Âlemde Allâh'ı Seyir
Allâh’ı seyir bâbında…
“Allâh’ın Zâtını tefekkür etmeyiniz” emrince Zâtı hakkında bir şey söyleyemiyoruz!.. Fakat Allâh’ın vasıfları sadedinde “Hayat, İlim, İrade, Kudret, Kelâm, Semi, Basar” vasıfları ile muttasıf bir varlık olduğunu idrak edebiliyoruz.
Bu yedi vasıf, tabii olarak bir sekizinciyi tanıtır...
Bu sekizinci vasıf, “Tekvin” sıfatıdır!..
“Tekvin”; kevne getirme, kevni meydana getirme mânâlarına anlaşılır...
Yani Hayy olan, Aliym olan, ilmini Müriyd yani iradesi, dileği istikametinde fiile döken varlık; bu sıfatların sonucu olarak Tekvin sıfatı ile de muttasıftır.
Bu “Tekvin” sıfatını bazıları, yaratma diye tercüme eder. Kevni meydana getirme!.. Varlığı meydana getirme!.. Ancak bu kevni meydana getiriş, muhakkak ki rastgele ve dışardan alma ile olmaz; kendinden olur!..

____

Yönergeler
**A.** Allâh'ı seyir hakkındaki metne göre şu soruları yanıtlayınız:
(i) Allâh'ın muttasıf olduğu idrak edilebilen yedi vasıf hangileridir?
(ii) Bu yedi vasfın tanıttığı sekizinci vasfın adı nedir?
(iii) Bazıları bu sekizinci vasfı hangi kelimeyle tercüme eder?
**B.** Allâh'ı seyir hakkındaki metni, son cümlesinden sonra sürdürünüz.
Materyalin, Allâh'ı seyir hakkındaki metinle bir bağlantısı yoktur.

Gösterilen Veriler
____

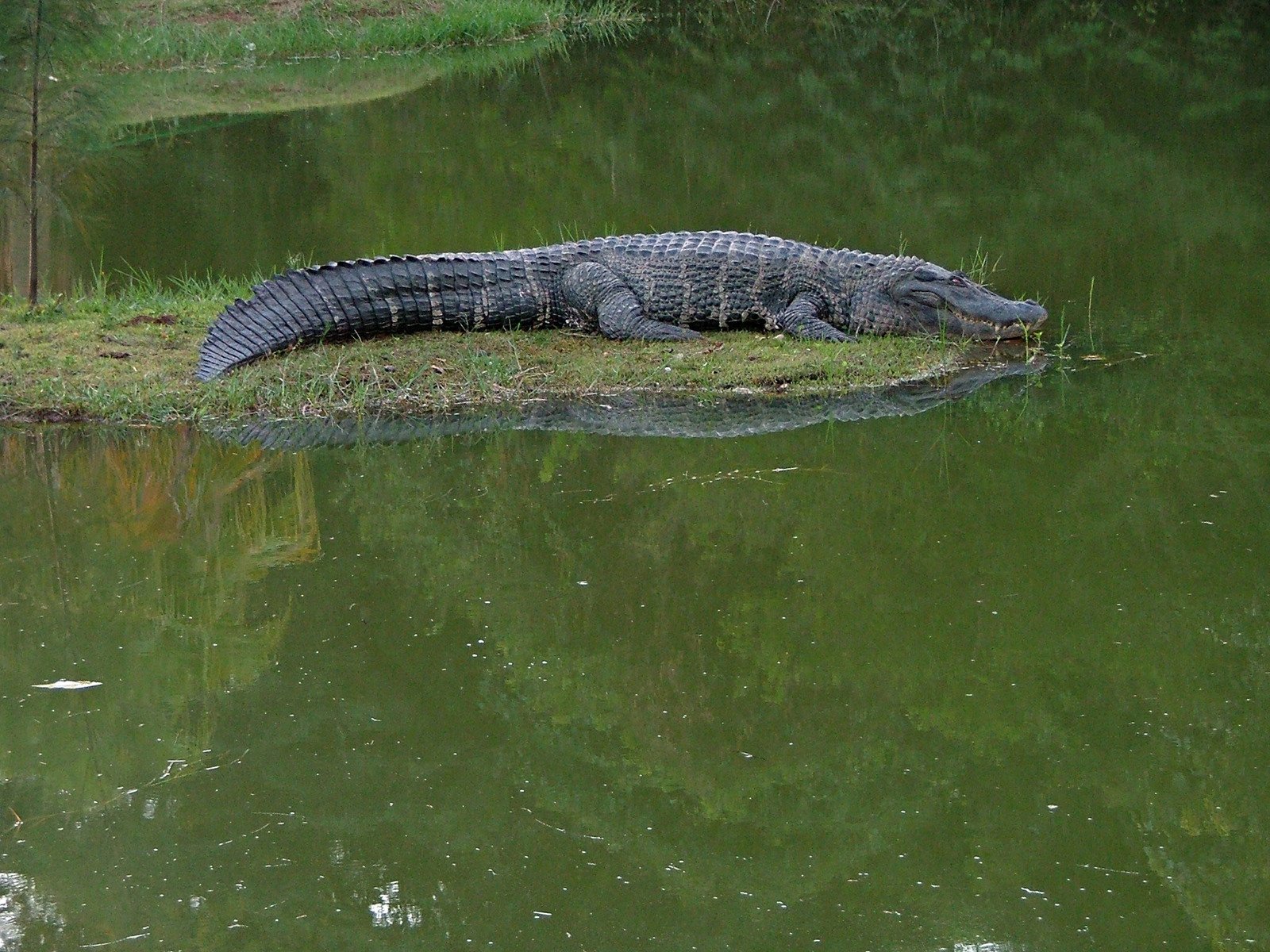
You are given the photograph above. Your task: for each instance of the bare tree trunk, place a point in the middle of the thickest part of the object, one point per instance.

____

Görevlere Göre Çıktılar
**A.**
(i) Hayat, İlim, İrade, Kudret, Kelâm, Semi ve Basar.
(ii) Tekvin.
(iii) Yaratma.

**B.**
Mâdemki kendinden gayrı bir varlık yoktur!.. Kendinden gayrı bir varlık olmaması hasebiyle Tekvin olayı, kendinden meydana gelecektir!..
Kendisi bir fiil ortaya koyar, bu ortaya koyduğu fiil de muhakkak ki bir mânâ taşır...
Şimdi dikkat edin buraya…
Şu vasıflarla muttasıf olan Zât, herhangi bir fiili ortaya koyar... Kendinde mevcut olan ilme dayanarak, bir fiili ortaya koyar ve bu fiil bir mânâ taşır; bu mânânın gereği olarak, bu fiile bir isim veririz. Bu fiile verdiğimiz isim, esasında o fiildeki mânâya olur!.. Dolayısıyla bu mânâ, meydana getirenin kendinde mevcut olan bir mânâ olur.
Kendinde mevcut olan bir mânâ olur ama, o mânâ ile de, o mânâyı meydana getiren kayıtlanmaz!..
Bu nasıl olur?.. Hem mânâyı meydana getirir, hem de o mânâ ile kayıtlanmaz!..
O mânâ kendisine ait!.. O mânâyı kendisi ortaya koyar, fakat o mânâ gibi daha pek çok mânâları da ortaya koyar!.. Ve dilediğini, dilediğince yapabilir!..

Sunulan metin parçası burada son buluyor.